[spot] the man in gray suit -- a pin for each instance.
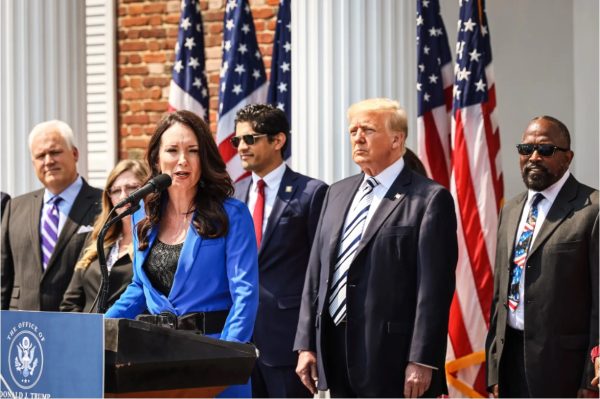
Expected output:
(285, 212)
(43, 231)
(374, 314)
(544, 316)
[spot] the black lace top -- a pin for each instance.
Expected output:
(161, 264)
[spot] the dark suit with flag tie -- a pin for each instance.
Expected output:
(282, 259)
(561, 301)
(399, 286)
(25, 285)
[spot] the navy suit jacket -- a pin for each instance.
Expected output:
(399, 289)
(282, 259)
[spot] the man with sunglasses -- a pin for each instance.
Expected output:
(44, 231)
(285, 206)
(544, 315)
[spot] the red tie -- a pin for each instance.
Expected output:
(259, 211)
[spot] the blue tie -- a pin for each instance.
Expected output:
(353, 229)
(520, 253)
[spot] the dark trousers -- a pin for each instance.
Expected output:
(512, 380)
(336, 361)
(277, 382)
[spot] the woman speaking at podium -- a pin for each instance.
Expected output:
(194, 246)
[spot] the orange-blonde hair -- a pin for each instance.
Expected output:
(141, 172)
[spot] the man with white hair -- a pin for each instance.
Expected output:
(374, 315)
(43, 231)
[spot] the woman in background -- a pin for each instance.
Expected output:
(125, 178)
(195, 260)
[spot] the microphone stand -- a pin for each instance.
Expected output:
(103, 294)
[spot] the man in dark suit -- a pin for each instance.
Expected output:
(286, 218)
(544, 315)
(375, 305)
(43, 231)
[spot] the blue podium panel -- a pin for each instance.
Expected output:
(51, 354)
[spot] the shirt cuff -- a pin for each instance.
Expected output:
(426, 365)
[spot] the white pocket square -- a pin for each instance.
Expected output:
(84, 229)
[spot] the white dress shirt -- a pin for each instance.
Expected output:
(386, 179)
(516, 319)
(272, 183)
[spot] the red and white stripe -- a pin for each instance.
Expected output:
(477, 187)
(226, 130)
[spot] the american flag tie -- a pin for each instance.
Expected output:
(520, 253)
(353, 229)
(50, 220)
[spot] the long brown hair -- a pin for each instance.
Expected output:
(140, 170)
(215, 186)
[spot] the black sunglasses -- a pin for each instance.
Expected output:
(545, 150)
(248, 139)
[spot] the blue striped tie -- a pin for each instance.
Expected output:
(353, 230)
(50, 230)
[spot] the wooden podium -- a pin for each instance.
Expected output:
(144, 360)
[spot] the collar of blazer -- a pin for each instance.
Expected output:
(394, 196)
(81, 207)
(189, 252)
(287, 190)
(284, 195)
(558, 212)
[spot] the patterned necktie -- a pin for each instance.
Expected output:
(520, 253)
(353, 230)
(49, 229)
(259, 211)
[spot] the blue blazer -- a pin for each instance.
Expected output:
(283, 258)
(212, 274)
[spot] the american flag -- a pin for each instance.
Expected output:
(476, 184)
(189, 89)
(243, 80)
(280, 87)
(434, 91)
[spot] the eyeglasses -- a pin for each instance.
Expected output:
(116, 191)
(248, 139)
(545, 150)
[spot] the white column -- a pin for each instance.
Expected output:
(42, 77)
(585, 129)
(344, 51)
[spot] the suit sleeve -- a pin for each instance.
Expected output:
(316, 204)
(74, 297)
(131, 303)
(6, 261)
(491, 362)
(242, 272)
(306, 332)
(436, 264)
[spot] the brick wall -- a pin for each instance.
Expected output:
(147, 33)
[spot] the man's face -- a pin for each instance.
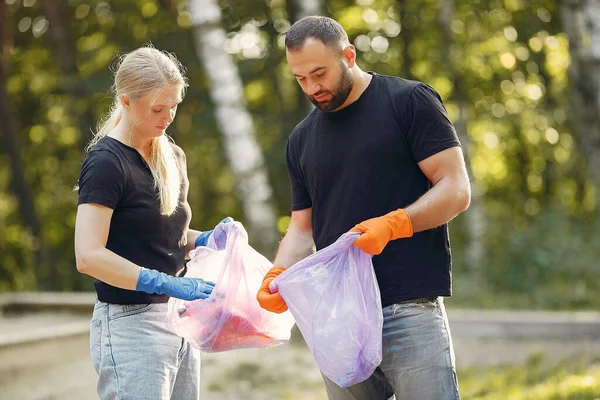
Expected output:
(322, 74)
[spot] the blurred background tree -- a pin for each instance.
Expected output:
(520, 80)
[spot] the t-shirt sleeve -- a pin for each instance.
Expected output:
(428, 127)
(300, 195)
(101, 180)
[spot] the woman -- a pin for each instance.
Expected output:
(132, 235)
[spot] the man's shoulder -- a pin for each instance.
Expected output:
(397, 87)
(304, 126)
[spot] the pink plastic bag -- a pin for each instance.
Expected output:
(231, 317)
(334, 296)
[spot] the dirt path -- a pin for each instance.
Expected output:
(60, 368)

■ ■ ■ ■

• [The exercise]
Rewrite the entries from the line with "[spot] the long" through the last entry, including both ends. Keep every request, shift each coordinate in the answers by -63, and leave out the pictures.

• [Exercise result]
[spot] the long brown hair -- a pin for each instance.
Expected output:
(77, 107)
(152, 123)
[spot] the black sunglasses -- a pin for each instance.
Expected output:
(482, 87)
(185, 76)
[spot] the blue striped tie -- a pin for each instance.
Expected output:
(290, 167)
(-13, 167)
[spot] the wooden podium -- a pin for each instance.
Expected output:
(81, 297)
[spot] the collar of blazer -- a pin for each instance.
Expected output:
(331, 133)
(18, 144)
(126, 189)
(224, 127)
(221, 132)
(495, 149)
[spot] the patterned necktie -- a pin for each instance.
Expected output:
(457, 190)
(290, 167)
(-14, 166)
(196, 148)
[spot] the blue blazer -- a pin for each instance.
Expected output:
(220, 195)
(149, 211)
[spot] the american flag -- a pin for each instance.
Expected output:
(413, 121)
(126, 26)
(180, 17)
(217, 24)
(371, 28)
[spot] the eyeglasses -- a pin for each instance.
Expected output:
(53, 128)
(185, 76)
(482, 87)
[spot] the white column -- a pin for each instance.
Expected output:
(-21, 14)
(522, 66)
(281, -12)
[spot] the suit sleeve -- a pin for each instance.
Expected output:
(253, 141)
(11, 234)
(68, 240)
(-57, 198)
(428, 299)
(179, 209)
(243, 269)
(373, 201)
[spot] the brick wall -- a pin for each instance.
Expected output:
(84, -30)
[spot] the man's face -- a pin for each instance.
Expected output:
(259, 11)
[spot] the blurred background tree -- a pin for each instance.
Expected output:
(457, 17)
[spot] the t-shirt sleeve -- a pin for each instance.
Expected output:
(365, 64)
(237, 132)
(38, 117)
[spot] the woman -- a pin for each instance.
Expected output:
(69, 172)
[spot] the man's shoulder -- a pin for each instance.
Expected output:
(334, 24)
(241, 63)
[spot] the pink plastic bag -- a pin for each instance.
Expected output:
(168, 254)
(271, 233)
[spot] the dirt path -- a pin for each instance.
Expected output:
(-3, 305)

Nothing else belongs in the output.